=== Begin Enclosure ===

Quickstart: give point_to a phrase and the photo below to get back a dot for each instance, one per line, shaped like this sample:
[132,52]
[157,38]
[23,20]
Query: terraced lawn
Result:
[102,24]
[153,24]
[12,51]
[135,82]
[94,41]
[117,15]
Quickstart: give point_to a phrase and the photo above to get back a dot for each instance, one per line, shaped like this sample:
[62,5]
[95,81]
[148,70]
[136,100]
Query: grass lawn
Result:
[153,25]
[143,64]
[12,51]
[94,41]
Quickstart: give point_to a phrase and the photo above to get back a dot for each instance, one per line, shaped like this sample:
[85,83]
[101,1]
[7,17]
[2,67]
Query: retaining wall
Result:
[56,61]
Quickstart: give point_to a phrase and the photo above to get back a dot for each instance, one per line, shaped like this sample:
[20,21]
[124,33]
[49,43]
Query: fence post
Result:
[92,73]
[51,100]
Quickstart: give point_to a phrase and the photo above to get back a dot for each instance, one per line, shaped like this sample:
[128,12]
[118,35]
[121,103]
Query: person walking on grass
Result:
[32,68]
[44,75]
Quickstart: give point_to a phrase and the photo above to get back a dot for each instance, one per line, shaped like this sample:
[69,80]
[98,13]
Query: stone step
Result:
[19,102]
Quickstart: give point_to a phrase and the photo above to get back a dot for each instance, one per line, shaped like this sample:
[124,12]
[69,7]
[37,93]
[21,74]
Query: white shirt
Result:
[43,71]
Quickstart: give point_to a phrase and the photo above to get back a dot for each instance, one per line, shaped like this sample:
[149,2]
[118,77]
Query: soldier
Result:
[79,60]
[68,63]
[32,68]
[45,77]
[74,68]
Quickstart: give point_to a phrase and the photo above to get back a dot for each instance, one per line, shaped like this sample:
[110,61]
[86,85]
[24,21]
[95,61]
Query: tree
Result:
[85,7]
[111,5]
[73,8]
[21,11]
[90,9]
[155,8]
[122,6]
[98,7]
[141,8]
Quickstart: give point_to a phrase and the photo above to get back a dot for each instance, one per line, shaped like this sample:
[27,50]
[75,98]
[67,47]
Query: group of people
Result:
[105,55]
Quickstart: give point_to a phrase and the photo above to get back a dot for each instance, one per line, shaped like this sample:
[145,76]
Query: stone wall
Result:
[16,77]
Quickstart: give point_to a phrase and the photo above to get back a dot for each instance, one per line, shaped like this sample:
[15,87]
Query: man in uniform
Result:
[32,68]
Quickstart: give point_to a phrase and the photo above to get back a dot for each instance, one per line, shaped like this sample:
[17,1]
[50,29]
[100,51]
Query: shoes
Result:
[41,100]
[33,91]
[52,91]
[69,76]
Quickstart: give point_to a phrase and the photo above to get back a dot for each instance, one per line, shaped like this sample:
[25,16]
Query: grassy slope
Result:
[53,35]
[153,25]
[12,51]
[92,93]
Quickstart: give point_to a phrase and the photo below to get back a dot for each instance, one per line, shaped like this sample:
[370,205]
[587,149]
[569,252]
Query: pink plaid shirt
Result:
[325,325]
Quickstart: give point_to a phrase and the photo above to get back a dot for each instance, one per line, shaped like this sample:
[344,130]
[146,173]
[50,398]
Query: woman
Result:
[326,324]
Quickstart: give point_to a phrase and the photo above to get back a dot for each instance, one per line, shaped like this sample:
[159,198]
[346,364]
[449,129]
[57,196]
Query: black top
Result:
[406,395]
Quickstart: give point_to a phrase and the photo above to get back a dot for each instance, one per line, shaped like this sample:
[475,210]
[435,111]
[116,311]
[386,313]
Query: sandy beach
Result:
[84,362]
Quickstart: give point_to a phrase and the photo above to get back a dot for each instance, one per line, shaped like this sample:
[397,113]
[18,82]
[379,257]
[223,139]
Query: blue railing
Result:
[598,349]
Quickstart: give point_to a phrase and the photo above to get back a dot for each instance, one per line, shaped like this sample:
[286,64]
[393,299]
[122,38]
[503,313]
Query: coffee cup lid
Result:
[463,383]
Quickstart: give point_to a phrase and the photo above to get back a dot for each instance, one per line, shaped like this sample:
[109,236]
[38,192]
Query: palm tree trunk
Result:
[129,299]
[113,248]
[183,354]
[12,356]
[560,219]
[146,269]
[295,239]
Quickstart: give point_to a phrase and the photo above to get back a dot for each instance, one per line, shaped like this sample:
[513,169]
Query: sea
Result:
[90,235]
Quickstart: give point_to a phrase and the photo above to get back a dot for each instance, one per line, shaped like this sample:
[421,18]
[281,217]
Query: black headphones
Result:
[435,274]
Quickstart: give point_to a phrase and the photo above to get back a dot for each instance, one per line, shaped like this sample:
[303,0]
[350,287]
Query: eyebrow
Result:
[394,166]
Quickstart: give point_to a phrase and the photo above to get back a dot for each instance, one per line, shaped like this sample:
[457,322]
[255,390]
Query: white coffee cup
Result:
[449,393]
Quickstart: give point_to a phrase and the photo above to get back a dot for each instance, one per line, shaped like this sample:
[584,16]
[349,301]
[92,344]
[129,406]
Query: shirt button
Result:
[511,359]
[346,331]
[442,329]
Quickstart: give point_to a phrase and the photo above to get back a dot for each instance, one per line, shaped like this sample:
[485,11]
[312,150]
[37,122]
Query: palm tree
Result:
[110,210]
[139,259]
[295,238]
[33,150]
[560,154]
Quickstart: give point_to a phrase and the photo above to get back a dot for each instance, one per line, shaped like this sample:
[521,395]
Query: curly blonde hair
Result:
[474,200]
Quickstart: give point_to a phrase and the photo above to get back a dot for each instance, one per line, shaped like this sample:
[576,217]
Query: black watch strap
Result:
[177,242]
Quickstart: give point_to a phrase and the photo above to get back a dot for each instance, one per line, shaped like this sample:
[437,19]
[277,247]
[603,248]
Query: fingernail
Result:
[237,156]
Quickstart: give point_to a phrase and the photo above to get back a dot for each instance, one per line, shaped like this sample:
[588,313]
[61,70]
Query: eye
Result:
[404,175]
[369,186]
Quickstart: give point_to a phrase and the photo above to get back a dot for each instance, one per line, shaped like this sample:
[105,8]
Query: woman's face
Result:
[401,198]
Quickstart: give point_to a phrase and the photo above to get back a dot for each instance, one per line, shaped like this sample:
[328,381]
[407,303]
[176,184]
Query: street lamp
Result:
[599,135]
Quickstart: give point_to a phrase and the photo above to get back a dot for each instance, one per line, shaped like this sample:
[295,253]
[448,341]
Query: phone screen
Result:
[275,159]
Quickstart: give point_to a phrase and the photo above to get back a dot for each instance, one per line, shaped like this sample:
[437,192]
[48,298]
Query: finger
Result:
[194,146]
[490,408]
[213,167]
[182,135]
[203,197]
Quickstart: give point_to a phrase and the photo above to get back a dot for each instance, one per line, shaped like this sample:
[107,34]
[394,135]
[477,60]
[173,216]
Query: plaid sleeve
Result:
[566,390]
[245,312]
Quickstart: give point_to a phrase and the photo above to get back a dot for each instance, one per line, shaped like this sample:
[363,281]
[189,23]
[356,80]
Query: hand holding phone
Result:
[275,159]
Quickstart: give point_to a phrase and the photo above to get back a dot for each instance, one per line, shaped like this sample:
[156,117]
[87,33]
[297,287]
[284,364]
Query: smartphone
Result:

=== End Enclosure ===

> _EXERCISE DETAILS_:
Set down each entry exactly, leaving none out.

> _ANSWER SECTION_:
Quickstart: give point_to a phrase and the photo below to get back a dot for each instance, one per line, shaped like this sample:
[132,52]
[157,38]
[23,20]
Query: terraced lawn
Result:
[102,24]
[153,24]
[12,51]
[135,82]
[94,41]
[117,15]
Quickstart: give point_to a phrase and the photo above to get back a dot for each instance, one per line, shaped like this sample:
[62,5]
[95,81]
[148,70]
[136,100]
Query: grass lawn
Result:
[153,25]
[143,64]
[12,51]
[94,41]
Quickstart: give point_to a phrase and the photo above to get back a dot for each instance, one per line, shaped like this sample:
[85,83]
[101,1]
[7,17]
[2,67]
Query: retaining wall
Result:
[56,61]
Quickstart: give point_to a phrase and the photo above to get back a dot for each instance, one per line, shaped like this sample:
[20,21]
[124,33]
[49,43]
Query: fence post
Result:
[92,73]
[51,100]
Quickstart: give point_to a phrase and the photo above to get back a dot for each instance, one per line, shaped like this sample:
[128,12]
[118,35]
[121,103]
Query: person walking on grass
Result:
[32,68]
[44,75]
Quickstart: give point_to a phrase and the photo above to get back a dot for each instance, one per line, shaped like this sample:
[69,80]
[98,13]
Query: stone step
Result:
[19,102]
Quickstart: give point_to a phrase and the photo above to get back a dot for each instance, one per line, shaped like this sample:
[124,12]
[69,7]
[37,93]
[21,74]
Query: white shirt
Result:
[43,71]
Quickstart: give point_to a phrase and the photo above to get back a dot for each instance, one per line, shaped like this sample:
[149,2]
[118,77]
Query: soldier
Result:
[79,60]
[68,63]
[32,68]
[45,77]
[74,68]
Quickstart: give point_to a phrase and the photo above to get back a dot for each instance, one per line, shaped like this sample:
[110,61]
[86,85]
[24,21]
[95,61]
Query: tree
Result:
[85,7]
[111,5]
[73,8]
[21,11]
[90,9]
[155,8]
[122,6]
[98,7]
[141,8]
Quickstart: give point_to a phrase and the photo above to get back a dot for each instance, one per line, shaped like this sample:
[27,50]
[75,98]
[67,47]
Query: group of people
Result:
[105,55]
Quickstart: give point_to a phrase and the photo above to get back a dot for each instance, one per line, shaped like this sample:
[145,76]
Query: stone wall
Result:
[16,77]
Quickstart: give point_to a phrase and the photo above to get back a dot for each instance, one per line, shaped like this sample:
[15,87]
Query: man in uniform
Result:
[32,68]
Quickstart: give point_to a phrase and the photo above to get back a dot for each instance, one per line, shaped like this sample:
[17,1]
[50,29]
[100,51]
Query: shoes
Result:
[41,100]
[33,91]
[52,91]
[69,76]
Quickstart: give point_to a phrase and the photo above to get back a dot for each instance, one per line, shaped like this sample:
[25,16]
Query: grassy slope
Result:
[53,35]
[153,25]
[12,51]
[92,93]
Quickstart: give point_to a phrase and the photo below to get back a dot for each instance, one per line, shaped like this sample:
[370,205]
[587,149]
[569,252]
Query: pink plaid shirt
Result:
[325,325]
Quickstart: give point_to a phrase and the photo above to get back a dot for each instance, one per line, shaped like this sample:
[344,130]
[146,173]
[50,398]
Query: woman
Result:
[326,324]
Quickstart: give point_to a phrase and the photo above to get back a dot for each instance, one per line, shaped like this sample:
[159,198]
[346,364]
[449,129]
[57,196]
Query: black top
Result:
[406,395]
Quickstart: give point_to a phrase and the photo above to get back a dot for each instance, one per line, shaped like this sample:
[475,210]
[435,111]
[116,311]
[386,313]
Query: sandy beach
Result:
[84,362]
Quickstart: give point_to a phrase and the photo above to get back a dot for each instance, one per line, shaped like this sample:
[397,113]
[18,82]
[379,257]
[223,139]
Query: blue railing
Result:
[598,349]
Quickstart: give point_to a phrase and the photo above to get back a dot for each instance, one per line, shaped like this sample:
[286,64]
[393,299]
[122,38]
[503,313]
Query: coffee cup lid
Result:
[463,383]
Quickstart: give point_to a phrase and the photo above to get back a dot for each instance, one per line, shaped like this sample:
[109,236]
[38,192]
Query: palm tree trunk
Result:
[129,299]
[113,248]
[183,354]
[12,356]
[560,219]
[146,269]
[295,239]
Quickstart: give point_to a phrase and the photo above to get back a dot for each instance, one per line, shaped like this sample:
[513,169]
Query: sea
Result:
[90,235]
Quickstart: give point_to a phrase and the photo above to get back a dot for each instance, one per line, shaped like this sample:
[421,18]
[281,217]
Query: black headphones
Result:
[435,274]
Quickstart: give point_to a phrase and the photo above to get back a dot for each instance, one per line, shaped like this sample:
[303,0]
[350,287]
Query: eyebrow
Result:
[394,166]
Quickstart: give point_to a phrase and the photo above to get back a dot for each instance, one per line, shaped like this sample:
[457,322]
[255,390]
Query: white coffee cup
Result:
[449,393]
Quickstart: give point_to a phrase and the photo above to get back a dot for each instance, one per line, shaped like this sample:
[584,16]
[349,301]
[92,344]
[129,406]
Query: shirt button
Result:
[511,359]
[346,331]
[442,329]
Quickstart: give point_to a phrase and the photo above to get back a dot for each instance, one per line, shaped like this sample:
[485,11]
[312,150]
[37,122]
Query: palm tree
Result:
[110,210]
[139,259]
[295,238]
[33,150]
[560,154]
Quickstart: give point_to a phrase and the photo above to get back a dot for each instance, one per line, shaped like this sample:
[521,395]
Query: curly blonde hair
Result:
[474,200]
Quickstart: give point_to a phrase and the photo above to get back a dot for each instance, one per line, shaped like this sample:
[576,217]
Query: black watch strap
Result:
[177,242]
Quickstart: give point_to a phrase and the photo above to get back a dot for each instance, one per line, shaped like this sample:
[437,19]
[277,247]
[603,248]
Query: fingernail
Result:
[237,156]
Quickstart: give point_to a phrase and the photo above to get back a dot for each instance, one per line, shaped like this sample:
[588,313]
[61,70]
Query: eye
Result:
[404,175]
[369,186]
Quickstart: give point_to a phrase and the photo above to get back a dot for each instance, one per line, shaped like this sample:
[105,8]
Query: woman's face
Result:
[401,198]
Quickstart: give point_to a phrase and the photo above to get back a dot for each instance, one per line, shaped like this sample:
[328,381]
[407,303]
[176,184]
Query: street lamp
Result:
[599,135]
Quickstart: give point_to a phrase and the photo above to get back a dot for each instance, one per line, shaped like this sample:
[295,253]
[448,341]
Query: phone screen
Result:
[275,159]
Quickstart: give point_to a phrase and the photo above to get back a dot for each instance, one per line, shaped like this sample:
[437,192]
[48,298]
Query: finger
Result:
[194,146]
[490,408]
[213,167]
[182,135]
[203,197]
Quickstart: give point_to a phrase and the photo above to get back a dot for each instance, one per line, shaped like this sample:
[107,34]
[394,135]
[477,60]
[173,216]
Query: plaid sleeve
Result:
[566,390]
[245,312]
Quickstart: give point_to a phrase and the photo above to get back a dot for each instance, one per line, shaped like this sample:
[363,281]
[189,23]
[356,80]
Query: hand holding phone
Result:
[275,159]
Quickstart: give point_to a phrase and the photo above to get back a dot for each instance, one per line, shaped like this sample:
[156,117]
[87,33]
[297,287]
[284,364]
Query: smartphone
Result:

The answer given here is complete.